═══ Extract ═══

Moe: Looking ahead, how do you see Exotherapy as a platform shaping regenerative medicine—broad CNS indications or neuron-centric expansion—and what are the key levers?
Dr. Lior Shaltiel: I see Exotherapy as a neuron-centric platform with broad potential beyond SCI. The neuronal targeting of our exosomes suggests applicability to optic neuropathies, other CNS injuries, and certain neurodegenerative conditions, provided the payloads address specific disease mechanisms. The platform’s expansion hinges on payload versatility, exosome sourcing, targeting fidelity, and manufacturing scalability. Critical levers include maintaining neuron-selective uptake, refining loading strategies for diverse targets, and ensuring modular, shareable manufacturing processes so pharma partnerships can scale quickly. Demonstrating a modular, adaptable payload strategy will be essential to extending Exotherapy beyond its first indications while preserving safety, regulatory compliance, and data integrity. In short, a platform that can deliver multiple neuronal payloads via a consistent, well-characterized exosome system has the potential to redefine regenerative medicine across CNS and neuron-centric diseases.
This vision depends on proving consistent potency across exosome sources, establishing robust QC for post-production loading, and building a manufacturing infrastructure capable of rapid payload swaps. If we can couple strong preclinical signals with a clear regulatory pathway and collaborative development models, Exotherapy could become a versatile tool for neuron-driven recovery, not just a spinal cord breakthrough.

═══ Data extract ═══

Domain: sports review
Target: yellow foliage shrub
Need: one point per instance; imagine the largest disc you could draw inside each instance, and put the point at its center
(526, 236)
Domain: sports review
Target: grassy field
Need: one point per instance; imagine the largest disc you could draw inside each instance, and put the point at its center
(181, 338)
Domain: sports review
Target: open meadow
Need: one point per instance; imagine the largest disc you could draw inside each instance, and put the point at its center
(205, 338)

═══
═══ Data extract ═══

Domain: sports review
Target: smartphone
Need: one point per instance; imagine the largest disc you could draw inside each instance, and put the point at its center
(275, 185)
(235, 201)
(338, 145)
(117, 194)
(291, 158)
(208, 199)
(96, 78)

═══

## Work instruction 1
In the Exotherapy interview, what four factors does the platform's expansion hinge on?
## Work instruction 2
Print the passage of the Exotherapy interview that starts with the words "Moe: Looking ahead, how" and ends after "the key levers?".

## Expected output 1
Payload versatility, exosome sourcing, targeting fidelity, and manufacturing scalability.

## Expected output 2
Moe: Looking ahead, how do you see Exotherapy as a platform shaping regenerative medicine—broad CNS indications or neuron-centric expansion—and what are the key levers?